◆ **TASK DIRECTIONS**: Please make an exact transcription of the records, keeping the pictures out of it.

◆ **GIVEN DATA**:
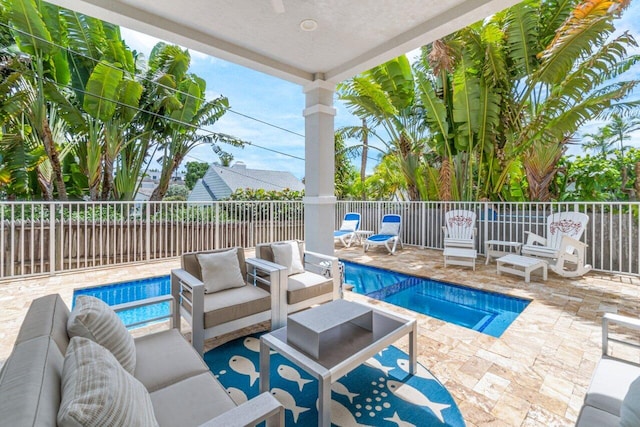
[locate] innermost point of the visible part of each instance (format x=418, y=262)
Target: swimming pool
x=134, y=290
x=487, y=312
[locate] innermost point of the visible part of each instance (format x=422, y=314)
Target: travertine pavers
x=536, y=374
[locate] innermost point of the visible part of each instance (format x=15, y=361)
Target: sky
x=276, y=105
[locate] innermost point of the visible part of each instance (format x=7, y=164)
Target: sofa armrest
x=533, y=238
x=257, y=271
x=146, y=302
x=188, y=291
x=628, y=322
x=327, y=265
x=264, y=407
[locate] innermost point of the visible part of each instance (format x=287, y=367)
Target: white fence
x=44, y=238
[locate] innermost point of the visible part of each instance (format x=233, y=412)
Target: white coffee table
x=497, y=248
x=460, y=256
x=357, y=345
x=521, y=266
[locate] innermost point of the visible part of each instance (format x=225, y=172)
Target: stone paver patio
x=536, y=374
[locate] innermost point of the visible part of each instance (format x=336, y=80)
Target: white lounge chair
x=562, y=244
x=388, y=235
x=347, y=232
x=460, y=229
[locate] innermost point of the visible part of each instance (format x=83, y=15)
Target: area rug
x=378, y=393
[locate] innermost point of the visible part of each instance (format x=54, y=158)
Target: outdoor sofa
x=613, y=396
x=181, y=389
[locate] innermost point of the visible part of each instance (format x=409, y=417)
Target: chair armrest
x=192, y=306
x=146, y=302
x=628, y=322
x=264, y=407
x=570, y=241
x=277, y=282
x=533, y=238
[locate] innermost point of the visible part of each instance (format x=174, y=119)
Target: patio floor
x=536, y=374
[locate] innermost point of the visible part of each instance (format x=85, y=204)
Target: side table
x=498, y=248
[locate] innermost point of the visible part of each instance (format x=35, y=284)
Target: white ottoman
x=460, y=256
x=521, y=266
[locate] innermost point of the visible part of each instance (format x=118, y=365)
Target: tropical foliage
x=487, y=112
x=82, y=117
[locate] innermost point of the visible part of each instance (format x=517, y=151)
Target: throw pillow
x=630, y=409
x=287, y=254
x=349, y=225
x=97, y=391
x=389, y=228
x=92, y=318
x=220, y=271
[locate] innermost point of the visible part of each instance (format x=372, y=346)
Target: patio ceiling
x=351, y=36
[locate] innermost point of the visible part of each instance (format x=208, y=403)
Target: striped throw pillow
x=92, y=318
x=97, y=391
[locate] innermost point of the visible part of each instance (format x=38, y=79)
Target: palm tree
x=385, y=95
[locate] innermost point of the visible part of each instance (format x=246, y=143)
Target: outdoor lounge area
x=536, y=374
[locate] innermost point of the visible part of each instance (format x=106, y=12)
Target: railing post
x=485, y=227
x=148, y=231
x=216, y=242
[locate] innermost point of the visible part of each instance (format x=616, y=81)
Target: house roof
x=266, y=35
x=240, y=177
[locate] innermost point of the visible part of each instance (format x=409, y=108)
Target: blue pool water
x=123, y=292
x=486, y=312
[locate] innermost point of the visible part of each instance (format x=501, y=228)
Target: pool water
x=123, y=292
x=487, y=312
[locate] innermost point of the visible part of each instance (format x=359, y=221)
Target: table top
x=327, y=316
x=460, y=252
x=356, y=344
x=519, y=260
x=503, y=243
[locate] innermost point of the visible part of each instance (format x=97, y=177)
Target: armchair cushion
x=220, y=271
x=287, y=254
x=630, y=410
x=97, y=391
x=307, y=285
x=349, y=225
x=235, y=303
x=92, y=318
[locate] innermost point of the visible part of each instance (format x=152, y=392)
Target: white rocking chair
x=561, y=244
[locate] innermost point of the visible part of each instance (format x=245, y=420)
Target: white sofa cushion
x=97, y=391
x=630, y=409
x=220, y=271
x=92, y=318
x=287, y=254
x=610, y=383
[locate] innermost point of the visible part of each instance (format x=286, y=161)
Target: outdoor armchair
x=562, y=247
x=314, y=280
x=460, y=229
x=220, y=292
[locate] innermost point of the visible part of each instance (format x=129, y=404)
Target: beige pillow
x=92, y=318
x=287, y=254
x=220, y=271
x=97, y=391
x=630, y=409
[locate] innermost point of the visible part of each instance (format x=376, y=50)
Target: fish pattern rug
x=378, y=393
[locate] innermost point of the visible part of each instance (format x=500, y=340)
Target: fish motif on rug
x=380, y=392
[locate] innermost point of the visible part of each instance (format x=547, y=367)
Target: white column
x=320, y=200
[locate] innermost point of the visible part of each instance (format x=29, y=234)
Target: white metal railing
x=50, y=237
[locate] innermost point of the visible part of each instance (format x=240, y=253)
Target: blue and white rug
x=378, y=393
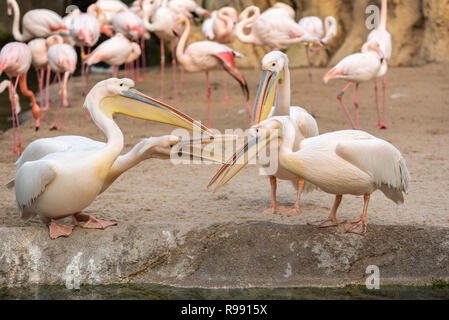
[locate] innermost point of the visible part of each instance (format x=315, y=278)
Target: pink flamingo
x=205, y=56
x=15, y=60
x=37, y=23
x=6, y=84
x=189, y=8
x=114, y=51
x=223, y=23
x=275, y=27
x=62, y=58
x=162, y=21
x=85, y=32
x=38, y=49
x=131, y=25
x=357, y=68
x=383, y=37
x=314, y=26
x=136, y=51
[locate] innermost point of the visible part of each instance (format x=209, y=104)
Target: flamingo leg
x=208, y=99
x=182, y=75
x=59, y=230
x=47, y=88
x=225, y=87
x=35, y=107
x=359, y=226
x=162, y=97
x=356, y=105
x=332, y=220
x=89, y=222
x=143, y=57
x=173, y=63
x=309, y=71
x=15, y=118
x=83, y=72
x=340, y=98
x=273, y=207
x=86, y=72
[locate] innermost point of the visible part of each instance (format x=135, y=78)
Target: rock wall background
x=419, y=28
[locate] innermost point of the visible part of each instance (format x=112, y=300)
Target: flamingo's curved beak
x=135, y=104
x=241, y=158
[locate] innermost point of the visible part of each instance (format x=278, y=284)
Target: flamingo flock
x=345, y=162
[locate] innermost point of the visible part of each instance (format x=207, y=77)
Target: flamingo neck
x=15, y=25
x=383, y=15
x=226, y=19
x=182, y=42
x=106, y=124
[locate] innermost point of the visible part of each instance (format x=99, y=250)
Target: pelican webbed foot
x=357, y=227
x=89, y=222
x=59, y=230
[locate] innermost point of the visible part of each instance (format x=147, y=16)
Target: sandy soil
x=158, y=191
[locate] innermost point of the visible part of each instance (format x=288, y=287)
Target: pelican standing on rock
x=340, y=162
x=63, y=183
x=275, y=70
x=357, y=68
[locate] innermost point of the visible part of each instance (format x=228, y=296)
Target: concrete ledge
x=244, y=254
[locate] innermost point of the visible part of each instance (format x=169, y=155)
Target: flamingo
x=62, y=183
x=62, y=58
x=39, y=60
x=275, y=27
x=7, y=84
x=275, y=68
x=37, y=23
x=162, y=20
x=85, y=32
x=205, y=56
x=131, y=25
x=15, y=60
x=207, y=28
x=383, y=37
x=314, y=26
x=114, y=51
x=340, y=163
x=133, y=56
x=357, y=68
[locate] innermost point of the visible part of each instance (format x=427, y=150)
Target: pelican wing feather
x=30, y=181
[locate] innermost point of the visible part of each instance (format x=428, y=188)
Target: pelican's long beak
x=135, y=104
x=241, y=158
x=265, y=96
x=192, y=148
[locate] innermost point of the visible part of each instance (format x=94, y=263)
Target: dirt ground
x=157, y=191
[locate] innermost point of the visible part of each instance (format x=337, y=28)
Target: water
x=161, y=292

◆ **FINAL ANSWER**:
[locate] innermost point of the visible part of each instance (format x=418, y=262)
Target: swimming pool
x=134, y=290
x=487, y=312
[locate] innermost point of the visible part of each instance (format x=422, y=314)
Target: travertine pavers
x=536, y=374
[locate] innermost point of the visible part of each instance (format x=15, y=361)
Target: sky
x=276, y=105
[locate] innermost point of the visible part of each instance (format x=7, y=164)
Target: sofa armrest
x=533, y=238
x=257, y=271
x=146, y=302
x=188, y=291
x=628, y=322
x=327, y=265
x=264, y=407
[locate] innermost point of the visible part of each instance (format x=287, y=367)
Target: white fence
x=44, y=238
[locate] innermost point of the visible part of each instance (format x=233, y=412)
Target: white coffee table
x=497, y=248
x=460, y=256
x=357, y=345
x=521, y=266
[locate] innermost point of the visible part of each instance (format x=225, y=172)
Target: stone paver patio
x=536, y=374
[locate] innermost point of the visible part of each instance (format x=336, y=80)
Target: white lounge chair
x=562, y=244
x=388, y=235
x=347, y=232
x=460, y=229
[locate] innermost point of the visible part of each instance (format x=83, y=15)
Target: area rug
x=378, y=393
[locate] innermost point of the visible part of each instance (format x=54, y=158)
Target: outdoor sofa
x=613, y=396
x=181, y=389
[locate] innermost point of the visible part of each instance (format x=409, y=417)
Target: chair armrest
x=192, y=306
x=146, y=302
x=628, y=322
x=264, y=407
x=570, y=241
x=277, y=282
x=533, y=238
[locate] innermost point of the visible part of each instance (format x=174, y=119)
Target: patio floor
x=536, y=374
[locate] innermost point of the visible part of each instance (format x=85, y=204)
Target: side table
x=498, y=248
[locate] innermost point of the visible part of each instance (format x=35, y=284)
Target: white ottoman
x=460, y=256
x=521, y=266
[locate] innermost point of the visible part of each instance (format x=118, y=365)
Target: tropical foliage
x=487, y=112
x=82, y=117
[locate] innermost point of the visible part of each instance (format x=517, y=151)
Target: throw pillow
x=630, y=409
x=287, y=254
x=349, y=225
x=97, y=391
x=389, y=228
x=92, y=318
x=220, y=271
[locate] innermost point of the visible part of each instance (format x=372, y=346)
Target: patio ceiling
x=351, y=36
[locate] innermost point of the visible part of each instance (format x=208, y=403)
Target: striped throw pillow
x=92, y=318
x=97, y=391
[locate] innermost point of the visible part of each instance (format x=38, y=79)
Target: palm tree
x=385, y=95
[locate] innermost point of the visible part of each instance (format x=246, y=143)
Target: outdoor lounge area
x=536, y=374
[locate] innermost point of the visible part of each instance (format x=106, y=12)
Target: railing post
x=485, y=227
x=148, y=231
x=216, y=242
[locate] innermost point of the visible part of each instance (format x=616, y=81)
Target: house roof
x=266, y=35
x=240, y=177
[locate] innermost point of the visible part of each instance (format x=409, y=108)
Target: blue pool water
x=123, y=292
x=486, y=312
[locate] innermost point of the visible part of each instance (format x=501, y=228)
Target: pool water
x=123, y=292
x=487, y=312
[locate] innermost point of the visible part of each instance (format x=359, y=221)
Target: table top
x=327, y=316
x=460, y=252
x=356, y=344
x=519, y=260
x=503, y=243
[locate] innermost point of the visible part of each instance (format x=97, y=177)
Target: armchair cushion
x=220, y=271
x=287, y=254
x=630, y=410
x=97, y=391
x=307, y=285
x=349, y=225
x=235, y=303
x=92, y=318
[locate] innermost point of the visible part of each instance (format x=152, y=392)
Target: white rocking chair
x=561, y=244
[locate] innermost point of the visible part of each instance (format x=245, y=420)
Target: white sofa cushion
x=97, y=391
x=630, y=409
x=220, y=271
x=92, y=318
x=287, y=254
x=610, y=383
[locate] innermost point of the visible part of each instance (format x=286, y=161)
Target: outdoor armchair
x=562, y=247
x=314, y=280
x=460, y=229
x=220, y=292
[locate] innermost point of the visible part of each instance (format x=129, y=404)
Target: beige pillow
x=92, y=318
x=287, y=254
x=220, y=271
x=97, y=391
x=630, y=409
[locate] innermost point of the visible part of each instance (format x=376, y=50)
Target: fish pattern rug
x=378, y=393
[locate] innermost point of the visible part of each instance (format x=500, y=340)
Target: fish motif on rug
x=380, y=392
[locate] innermost point of the visible part of each instance (format x=547, y=367)
Target: white column
x=320, y=200
[locate] innermost point of the visible part of each instance (format x=29, y=234)
Target: white metal railing
x=50, y=237
[locate] innermost point of the visible part of each instance (format x=240, y=253)
Target: blue and white rug
x=378, y=393
[locate] innermost point of the visible part of each instance (format x=315, y=278)
Target: pink flamingo
x=205, y=56
x=15, y=60
x=37, y=23
x=6, y=84
x=189, y=8
x=114, y=51
x=223, y=23
x=275, y=27
x=62, y=58
x=162, y=21
x=85, y=32
x=38, y=49
x=131, y=25
x=357, y=68
x=383, y=37
x=314, y=26
x=136, y=51
[locate] innermost point of the visible part of each instance (format x=209, y=104)
Target: flamingo leg
x=208, y=99
x=182, y=75
x=59, y=230
x=47, y=88
x=225, y=87
x=35, y=107
x=359, y=226
x=162, y=97
x=356, y=105
x=332, y=220
x=89, y=222
x=143, y=57
x=173, y=63
x=309, y=71
x=15, y=118
x=83, y=72
x=340, y=98
x=273, y=207
x=86, y=72
[locate] innermost point of the visible part of each instance (format x=135, y=78)
Target: rock wall background
x=419, y=28
[locate] innermost point of the visible part of each instance (format x=112, y=300)
Target: flamingo's curved beak
x=135, y=104
x=241, y=158
[locate] innermost point of the visible part of each instance (format x=278, y=284)
Target: flamingo flock
x=345, y=162
[locate] innermost point of the visible part of each instance (format x=207, y=77)
Target: flamingo neck
x=15, y=25
x=383, y=15
x=226, y=19
x=182, y=42
x=106, y=124
[locate] innermost point of the visible part of each instance (format x=99, y=250)
Target: pelican webbed foot
x=357, y=227
x=89, y=222
x=59, y=230
[locate] innermost point of the visible part of each instance (format x=147, y=16)
Target: sandy soil
x=158, y=191
[locate] innermost point of the visible part of each instance (format x=288, y=287)
Target: pelican standing on rock
x=340, y=162
x=63, y=183
x=275, y=70
x=357, y=68
[locate] innermost point of the visible part of each instance (format x=228, y=296)
Target: concrete ledge
x=244, y=254
[locate] innermost point of the visible part of each instance (format x=169, y=155)
Target: flamingo
x=62, y=183
x=62, y=58
x=39, y=60
x=275, y=27
x=7, y=84
x=275, y=68
x=37, y=23
x=162, y=20
x=85, y=32
x=205, y=56
x=131, y=25
x=15, y=60
x=207, y=28
x=383, y=37
x=314, y=26
x=114, y=51
x=340, y=163
x=133, y=56
x=357, y=68
[locate] innermost point of the visible part of each instance (format x=427, y=150)
Target: pelican wing feather
x=30, y=181
[locate] innermost point of the visible part of each instance (format x=428, y=188)
Target: pelican's long beak
x=135, y=104
x=241, y=158
x=265, y=96
x=192, y=148
[locate] innermost point of the visible part of each instance (format x=94, y=263)
Target: dirt ground
x=157, y=191
[locate] innermost point of the visible part of each instance (format x=337, y=28)
Target: water
x=161, y=292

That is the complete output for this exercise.